Text segment>
━━━━━━━━━━━━━━━━━━━━━━━━━━━━━━
Spilling Ink
By Elizabeth Canfield
I
was surprised to read that the US Housing and Urban Development Department
sends out teams of workers
each January to count the homeless people in our country. The funding
for the homeless is dependent upon the numbers tallied then. This year
the count was done in mid-March, which doesn’t help much; the
weather in Wyoming in March is not often much better than it is in
January.
Casper’s teams found very few people sleeping under bridges and in
parks, which is understandable. They felt that the ones who weren’t
in shelters were likely sleeping in cars, or on friend’s floors and
couldn’t be counted. Statewide, homeless shelters, food kitchens
and other agencies counted their numbers to establish Wyoming’s
needs.
Brandon Espinosa, program director of Lifestyle Transitional Housing,
said that Casper’s homeless include families, even some people
with stable jobs. He has seen a number of people left homeless by one
medical crisis
or the loss of a job, as well as many people who live daily with the
fear of such things happening.
I can’t think of anything worse than being homeless in a Wyoming
winter, although I remember hearing that, in the early days here, when
there were the big cow outfits, most of the working cowboys would be turned
loose when winter came, to fend for themselves, “riding the grubline” all
winter…
The US Census Bureau estimates that came out a week ago show Crook County
to be the 6th fastest-growing county in the state, with an increase of
3.4 per cent over last year. The calculation of growth between 2000 and
2007 is 6.7 per cent. Much of the increase was attributed to areas closest
to Campbell County, with workers coming over to live in Crook County, although
the entire county shows some growth.
You can see this right here in our area. It seems to me to be a good thing.
Many of the people coming in are fine, contributing members of our community
activities.
I wonder if we have individuals or families on the verge of homelessness.
This is a tragedy that shouldn’t be happening in a country like ours.
It happened in the 1930s, when events came together to literally shatter
our economy, urban and rural. Through the years since then we have always
been assured by the government that it can never happen again – that
there are safeguards in place to prevent it.
Little by little, many inequities have crept up on us. And no matter which
candidate becomes president, he or she alone will not be able to remedy
the ills that beset us. The citizens will need to come together, to work
at compromise and commonsense, as well as demanding that our affairs get
straightened out. We are becoming as divided and alienated from each other,
politically, as are the factions in the old, old countries in Europe and
Asia. Africa too.
We truly are better – and smarter – than that.
━━━━━━━━━━━━━━━━━━━━━━━━━━━━━━
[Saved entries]
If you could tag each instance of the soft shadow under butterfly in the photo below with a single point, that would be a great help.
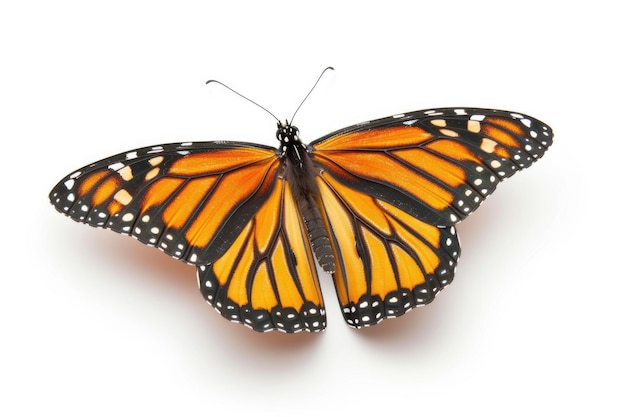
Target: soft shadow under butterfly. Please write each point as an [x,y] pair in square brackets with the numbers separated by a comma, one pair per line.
[375,204]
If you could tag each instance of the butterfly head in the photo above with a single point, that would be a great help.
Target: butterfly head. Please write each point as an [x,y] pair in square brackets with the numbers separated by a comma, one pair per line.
[287,134]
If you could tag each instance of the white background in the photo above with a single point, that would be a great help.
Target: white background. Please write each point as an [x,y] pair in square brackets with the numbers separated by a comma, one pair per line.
[94,323]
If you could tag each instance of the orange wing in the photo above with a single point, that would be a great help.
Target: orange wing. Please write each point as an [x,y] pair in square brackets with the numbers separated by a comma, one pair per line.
[393,188]
[267,279]
[190,200]
[223,207]
[440,164]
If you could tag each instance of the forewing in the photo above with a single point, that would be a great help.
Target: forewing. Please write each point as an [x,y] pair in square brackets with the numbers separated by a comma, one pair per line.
[392,189]
[437,165]
[190,200]
[267,279]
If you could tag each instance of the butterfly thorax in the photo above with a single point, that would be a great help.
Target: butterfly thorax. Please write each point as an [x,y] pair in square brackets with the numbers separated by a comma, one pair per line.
[291,147]
[300,174]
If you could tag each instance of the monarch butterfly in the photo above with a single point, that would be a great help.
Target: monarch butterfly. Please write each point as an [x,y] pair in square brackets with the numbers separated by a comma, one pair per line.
[374,204]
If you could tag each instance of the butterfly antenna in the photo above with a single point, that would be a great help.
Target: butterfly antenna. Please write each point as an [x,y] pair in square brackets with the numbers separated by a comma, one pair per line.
[309,93]
[241,95]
━━━━━━━━━━━━━━━━━━━━━━━━━━━━━━
What you need to do> Copy the column, everything from "You can see" down to "to prevent it.", replacing "tragedy" with "disgrace".

Output below>
You can see this right here in our area. It seems to me to be a good thing.
Many of the people coming in are fine, contributing members of our community
activities.
I wonder if we have individuals or families on the verge of homelessness.
This is a disgrace that shouldn’t be happening in a country like ours.
It happened in the 1930s, when events came together to literally shatter
our economy, urban and rural. Through the years since then we have always
been assured by the government that it can never happen again – that
there are safeguards in place to prevent it.